Deine Aufgabe: Schreib nur die Zeilen von der Zeile mit "Task: in the photo above, where can the bare tree be" bis einschließlich der Zeile mit "x=228, y=76" neu und setz dabei "leafless tree" statt "bare tree" ein. Alles andere bleibt unverändert.

Daten zur Aufgabe:
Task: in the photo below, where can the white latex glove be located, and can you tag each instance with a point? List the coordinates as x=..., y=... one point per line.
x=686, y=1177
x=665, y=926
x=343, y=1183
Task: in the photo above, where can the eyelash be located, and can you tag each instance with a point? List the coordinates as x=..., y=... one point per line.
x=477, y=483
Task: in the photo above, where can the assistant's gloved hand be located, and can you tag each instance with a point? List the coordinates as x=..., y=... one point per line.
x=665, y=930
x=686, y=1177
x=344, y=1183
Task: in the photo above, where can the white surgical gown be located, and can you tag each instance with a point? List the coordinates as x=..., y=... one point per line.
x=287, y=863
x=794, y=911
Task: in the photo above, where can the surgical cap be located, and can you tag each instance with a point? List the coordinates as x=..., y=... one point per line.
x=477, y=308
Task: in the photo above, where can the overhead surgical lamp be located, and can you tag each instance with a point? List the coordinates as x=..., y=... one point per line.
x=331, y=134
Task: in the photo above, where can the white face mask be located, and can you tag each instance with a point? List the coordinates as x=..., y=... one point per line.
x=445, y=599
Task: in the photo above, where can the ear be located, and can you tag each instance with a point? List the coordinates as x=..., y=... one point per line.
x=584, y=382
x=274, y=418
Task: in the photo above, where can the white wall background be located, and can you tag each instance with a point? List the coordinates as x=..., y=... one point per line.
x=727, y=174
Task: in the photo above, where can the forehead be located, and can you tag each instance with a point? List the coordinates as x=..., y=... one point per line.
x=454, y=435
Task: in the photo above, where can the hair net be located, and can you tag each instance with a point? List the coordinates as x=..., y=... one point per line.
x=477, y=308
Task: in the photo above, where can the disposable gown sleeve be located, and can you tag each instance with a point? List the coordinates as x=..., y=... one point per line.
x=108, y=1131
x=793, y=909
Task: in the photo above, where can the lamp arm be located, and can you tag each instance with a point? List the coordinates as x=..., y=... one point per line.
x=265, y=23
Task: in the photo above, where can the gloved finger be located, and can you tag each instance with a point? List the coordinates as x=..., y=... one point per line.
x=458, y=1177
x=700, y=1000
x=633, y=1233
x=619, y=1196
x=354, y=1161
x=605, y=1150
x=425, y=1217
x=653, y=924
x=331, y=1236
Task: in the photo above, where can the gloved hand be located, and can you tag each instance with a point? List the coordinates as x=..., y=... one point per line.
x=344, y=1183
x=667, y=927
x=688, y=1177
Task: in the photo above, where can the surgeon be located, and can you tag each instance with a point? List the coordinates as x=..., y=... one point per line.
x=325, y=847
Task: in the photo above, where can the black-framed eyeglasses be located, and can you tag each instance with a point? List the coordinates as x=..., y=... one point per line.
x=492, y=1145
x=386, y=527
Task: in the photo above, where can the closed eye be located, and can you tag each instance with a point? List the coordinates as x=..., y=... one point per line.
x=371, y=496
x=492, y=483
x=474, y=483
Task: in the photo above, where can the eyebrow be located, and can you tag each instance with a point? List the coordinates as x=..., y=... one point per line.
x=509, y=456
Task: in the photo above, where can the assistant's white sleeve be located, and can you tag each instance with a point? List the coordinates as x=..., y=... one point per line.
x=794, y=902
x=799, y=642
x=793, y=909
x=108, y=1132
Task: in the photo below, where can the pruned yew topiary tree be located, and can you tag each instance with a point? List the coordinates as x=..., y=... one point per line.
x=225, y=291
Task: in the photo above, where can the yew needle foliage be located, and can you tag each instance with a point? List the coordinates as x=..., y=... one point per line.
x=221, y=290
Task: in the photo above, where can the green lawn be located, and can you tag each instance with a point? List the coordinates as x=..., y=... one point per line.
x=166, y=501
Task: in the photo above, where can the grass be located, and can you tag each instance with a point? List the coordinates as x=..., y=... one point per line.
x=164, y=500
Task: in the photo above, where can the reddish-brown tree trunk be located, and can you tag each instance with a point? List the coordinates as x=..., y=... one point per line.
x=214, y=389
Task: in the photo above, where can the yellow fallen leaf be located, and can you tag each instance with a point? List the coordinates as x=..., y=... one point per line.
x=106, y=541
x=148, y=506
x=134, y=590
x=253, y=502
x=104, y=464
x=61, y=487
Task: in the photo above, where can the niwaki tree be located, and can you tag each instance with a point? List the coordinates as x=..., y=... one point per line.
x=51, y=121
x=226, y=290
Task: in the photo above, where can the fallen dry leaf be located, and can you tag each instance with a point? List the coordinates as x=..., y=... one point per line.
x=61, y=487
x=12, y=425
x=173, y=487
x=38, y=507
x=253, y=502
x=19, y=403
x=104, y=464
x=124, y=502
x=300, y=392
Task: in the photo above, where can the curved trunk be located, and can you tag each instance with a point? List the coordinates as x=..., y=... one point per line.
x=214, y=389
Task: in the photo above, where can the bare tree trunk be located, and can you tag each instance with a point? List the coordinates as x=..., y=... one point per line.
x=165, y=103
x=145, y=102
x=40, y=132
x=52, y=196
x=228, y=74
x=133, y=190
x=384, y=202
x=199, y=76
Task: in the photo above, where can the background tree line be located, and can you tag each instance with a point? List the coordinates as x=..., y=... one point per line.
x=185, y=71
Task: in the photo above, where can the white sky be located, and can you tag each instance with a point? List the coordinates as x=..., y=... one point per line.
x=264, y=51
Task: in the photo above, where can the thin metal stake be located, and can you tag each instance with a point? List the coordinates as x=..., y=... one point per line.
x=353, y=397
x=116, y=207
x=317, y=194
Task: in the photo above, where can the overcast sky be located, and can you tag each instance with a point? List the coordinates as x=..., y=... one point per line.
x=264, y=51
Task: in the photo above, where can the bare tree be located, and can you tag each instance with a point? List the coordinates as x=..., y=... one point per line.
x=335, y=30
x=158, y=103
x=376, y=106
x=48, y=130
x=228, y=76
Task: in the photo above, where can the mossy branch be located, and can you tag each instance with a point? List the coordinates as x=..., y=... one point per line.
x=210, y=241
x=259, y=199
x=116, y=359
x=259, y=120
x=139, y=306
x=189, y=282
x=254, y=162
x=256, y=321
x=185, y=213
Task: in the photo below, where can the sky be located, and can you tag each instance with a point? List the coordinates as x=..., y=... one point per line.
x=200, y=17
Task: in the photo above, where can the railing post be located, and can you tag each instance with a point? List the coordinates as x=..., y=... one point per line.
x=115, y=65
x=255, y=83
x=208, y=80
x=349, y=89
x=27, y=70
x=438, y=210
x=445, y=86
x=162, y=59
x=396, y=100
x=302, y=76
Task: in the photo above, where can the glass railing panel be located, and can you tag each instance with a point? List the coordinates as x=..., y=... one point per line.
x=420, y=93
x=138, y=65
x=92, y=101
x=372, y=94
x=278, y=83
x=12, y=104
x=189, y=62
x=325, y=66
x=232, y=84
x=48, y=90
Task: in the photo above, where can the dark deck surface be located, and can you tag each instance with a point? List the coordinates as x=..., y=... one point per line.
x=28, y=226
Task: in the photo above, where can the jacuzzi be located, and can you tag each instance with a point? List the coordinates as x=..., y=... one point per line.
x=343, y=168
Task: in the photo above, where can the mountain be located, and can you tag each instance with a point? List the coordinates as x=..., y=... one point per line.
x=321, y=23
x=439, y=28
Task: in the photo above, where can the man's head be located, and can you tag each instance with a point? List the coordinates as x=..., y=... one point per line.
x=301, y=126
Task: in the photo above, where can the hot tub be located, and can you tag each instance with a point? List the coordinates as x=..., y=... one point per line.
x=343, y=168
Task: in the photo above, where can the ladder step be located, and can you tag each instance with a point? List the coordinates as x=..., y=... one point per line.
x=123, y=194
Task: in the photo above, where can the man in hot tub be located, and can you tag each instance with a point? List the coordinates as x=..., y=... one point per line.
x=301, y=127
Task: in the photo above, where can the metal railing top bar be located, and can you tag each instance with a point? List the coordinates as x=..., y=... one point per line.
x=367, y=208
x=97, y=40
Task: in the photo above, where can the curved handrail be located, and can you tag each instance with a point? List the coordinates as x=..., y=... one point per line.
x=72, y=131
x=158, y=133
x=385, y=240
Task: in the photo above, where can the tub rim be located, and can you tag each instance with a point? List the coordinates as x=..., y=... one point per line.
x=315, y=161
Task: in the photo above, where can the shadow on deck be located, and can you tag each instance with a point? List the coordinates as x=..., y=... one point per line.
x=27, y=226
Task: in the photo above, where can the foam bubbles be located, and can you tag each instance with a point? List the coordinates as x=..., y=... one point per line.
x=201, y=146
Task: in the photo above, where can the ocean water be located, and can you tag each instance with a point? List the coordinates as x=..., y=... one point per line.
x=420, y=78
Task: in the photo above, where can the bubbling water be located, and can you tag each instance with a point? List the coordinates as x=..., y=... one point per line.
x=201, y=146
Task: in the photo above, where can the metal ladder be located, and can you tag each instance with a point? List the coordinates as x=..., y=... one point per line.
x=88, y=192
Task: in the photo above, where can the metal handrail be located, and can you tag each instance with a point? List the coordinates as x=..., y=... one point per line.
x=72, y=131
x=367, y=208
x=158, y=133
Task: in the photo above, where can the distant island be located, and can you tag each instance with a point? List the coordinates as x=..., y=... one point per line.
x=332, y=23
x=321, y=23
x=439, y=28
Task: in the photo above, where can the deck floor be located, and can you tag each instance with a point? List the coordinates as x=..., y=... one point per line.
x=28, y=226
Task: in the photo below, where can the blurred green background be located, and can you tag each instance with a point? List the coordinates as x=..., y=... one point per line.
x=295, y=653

Erledigte Übung:
Task: in the photo above, where can the leafless tree be located, and can you tag each instance with a point? List the coordinates as x=..., y=... one point per line.
x=335, y=30
x=158, y=103
x=376, y=106
x=48, y=130
x=228, y=76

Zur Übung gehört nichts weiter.